§ Extrait source
◇ ◇ ◇ ◇
7Alors que faire pour les ramener au centre du système politique national ?
8On peut contraindre davantage les élus ou rendre le vote obligatoire. Ces propositions ne modifient pas la trame de fond.
9L’idée maîtresse du texte de Manon Loison est de renforcer le lien social en encourageant les citoyens à s’engager dans leur communauté, à participer au service civil, à cultiver le dialogue intergénérationnel, et ainsi de suite. J’adhère à cette proposition. La démocratie sera d’autant plus forte que la cohésion sociale sera élevée dans la communauté politique. Les citoyens se sentant responsables les uns des autres chériront le bien commun. J’en suis.
10Cela ne serait toutefois pas suffisant à mes yeux pour redynamiser la vie politique. Ce qui est au cœur du problème est moins la cohésion sociale, somme toute relativement forte malgré la domination des discours individualistes dans l’imaginaire de notre époque. Des sociétés civiles fortes peuvent également exercer une influence sur le cours des choses.
11Mais la cohésion et l’influence ne sont pas synonymes de pouvoir. Or ce qui se trouve au cœur de la démocratie et de la vie politique, c’est le pouvoir.
12Au cours des dernières décennies, à côté de nos institutions démocratiques sont apparus divers mécanismes que le sociologue et historien Pierre Rosanvallon réunit sous le vocable de contre-démocratie. C’est l’ensemble des actions menées du local au mondial pour surveiller, dénoncer, s’opposer aux pouvoirs politiques et économiques dominants. Ces actions s’appuient sur diverses formes de mouvements participatifs et volontaires qui usent des nouveaux moyens de communication en abondance.
13Cette contre-démocratie comporte toutefois un danger : que se construisent, à côté des institutions démocratiques légitimes, des républiques civiles œuvrant non pas pour l’intérêt commun mais pour des intérêts particuliers ou des idéologies. La contre-démocratie menace la capacité des peuples, ainsi tiraillés entre des groupes d’intérêts, des mouvements religieux ou des communautés locales certes très cohérentes et cohésives, de définir le bien commun de la nation, de l’exprimer et d’agir en son nom. Or, la contre-démocratie est là pour rester. Il faut donc apprendre à canaliser l’énergie et les compétences que recèlent ces divers mouvements civiques et politiques au sein même des institutions démocratiques. Il faut leur faire une place en élargissant l’espace de participation au sein de ces institutions.
14La participation est la clé du renouvellement de la démocratie occidentale.
15Participation ne veut pas dire référendum. Participation n’est pas synonyme de démocratie directe. Ni se limite à ces consultations publiques conventionnelles qui prennent, le plus souvent, la forme de la juxtaposition des points de vue opposés de groupes organisés et d’experts sur une question donnée. Pour aller plus loin, il faut emprunter des méthodologies participatives qui enlèvent le monopole de la parole publique aux groupes organisés et aux experts et qui relativisent le pouvoir d’arbitrage du seul élu.
◇ ◇ ◇ ◇
§ Extraits de données d'étiquetage de localisation
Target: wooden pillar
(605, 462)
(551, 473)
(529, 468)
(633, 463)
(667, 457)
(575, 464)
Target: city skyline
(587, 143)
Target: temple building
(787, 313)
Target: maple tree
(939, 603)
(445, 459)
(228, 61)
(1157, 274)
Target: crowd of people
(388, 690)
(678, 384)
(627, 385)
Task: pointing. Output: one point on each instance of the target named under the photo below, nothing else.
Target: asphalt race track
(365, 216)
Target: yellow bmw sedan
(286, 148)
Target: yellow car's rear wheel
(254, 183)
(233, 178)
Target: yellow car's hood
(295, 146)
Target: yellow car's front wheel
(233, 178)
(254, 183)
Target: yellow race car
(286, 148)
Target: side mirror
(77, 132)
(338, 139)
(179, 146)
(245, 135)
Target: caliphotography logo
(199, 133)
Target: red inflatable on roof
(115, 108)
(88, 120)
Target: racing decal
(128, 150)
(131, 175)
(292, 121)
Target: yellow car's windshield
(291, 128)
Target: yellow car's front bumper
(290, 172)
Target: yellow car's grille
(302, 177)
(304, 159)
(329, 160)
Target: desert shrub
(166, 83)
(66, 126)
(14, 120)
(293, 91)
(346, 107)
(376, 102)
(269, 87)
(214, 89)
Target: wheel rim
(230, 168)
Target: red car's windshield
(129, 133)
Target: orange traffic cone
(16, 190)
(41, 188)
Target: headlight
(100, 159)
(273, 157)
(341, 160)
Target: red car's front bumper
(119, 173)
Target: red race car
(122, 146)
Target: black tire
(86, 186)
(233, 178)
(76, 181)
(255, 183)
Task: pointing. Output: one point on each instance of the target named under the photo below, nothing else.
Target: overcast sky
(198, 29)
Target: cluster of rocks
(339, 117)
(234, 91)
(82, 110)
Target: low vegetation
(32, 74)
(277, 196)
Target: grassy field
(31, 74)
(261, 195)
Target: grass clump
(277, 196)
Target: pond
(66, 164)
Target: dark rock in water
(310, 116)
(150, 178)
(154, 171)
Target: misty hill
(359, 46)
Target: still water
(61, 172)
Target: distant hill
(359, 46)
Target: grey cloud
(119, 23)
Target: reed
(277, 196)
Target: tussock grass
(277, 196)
◇ ◇ ◇ ◇
§ À faire
A. Recopiez le passage du texte sur la participation démocratique qui va de « 7Alors que faire » à « commun. J’en suis. ».
B. Repérez dans les enregistrements chaque ligne contenant le mot « hill », puis recopiez ces lignes.

§ Réponses rédigées
A.
7Alors que faire pour les ramener au centre du système politique national ?
8On peut contraindre davantage les élus ou rendre le vote obligatoire. Ces propositions ne modifient pas la trame de fond.
9L’idée maîtresse du texte de Manon Loison est de renforcer le lien social en encourageant les citoyens à s’engager dans leur communauté, à participer au service civil, à cultiver le dialogue intergénérationnel, et ainsi de suite. J’adhère à cette proposition. La démocratie sera d’autant plus forte que la cohésion sociale sera élevée dans la communauté politique. Les citoyens se sentant responsables les uns des autres chériront le bien commun. J’en suis.

B.
Target: misty hill
Target: distant hill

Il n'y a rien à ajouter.